Given exercise
Below are records to repeat exactly. Omit the pictures from the copy.

Record extracts
╭──

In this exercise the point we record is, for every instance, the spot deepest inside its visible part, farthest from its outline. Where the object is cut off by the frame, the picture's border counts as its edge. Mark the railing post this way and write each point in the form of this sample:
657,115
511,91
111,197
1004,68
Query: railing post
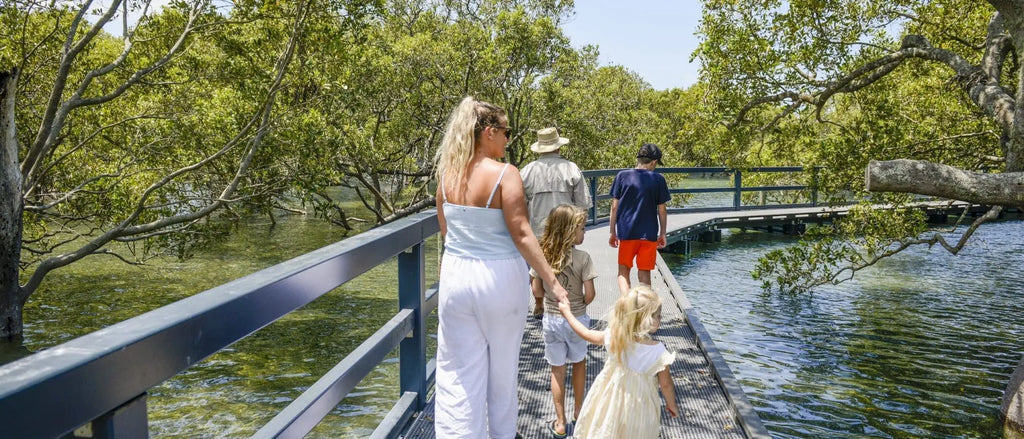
737,177
128,421
814,186
593,200
413,350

╰──

The result
In this exercise the point we record is, for every instance, the spot deepest inside its visible part, farthest from its outline. Where the object is cut off by the frame, the picture's border counts as its edge. Mark the railing post this way and write each point in the form of this sample:
657,115
511,91
111,197
1004,68
Query: railing post
737,177
128,421
814,186
593,200
413,350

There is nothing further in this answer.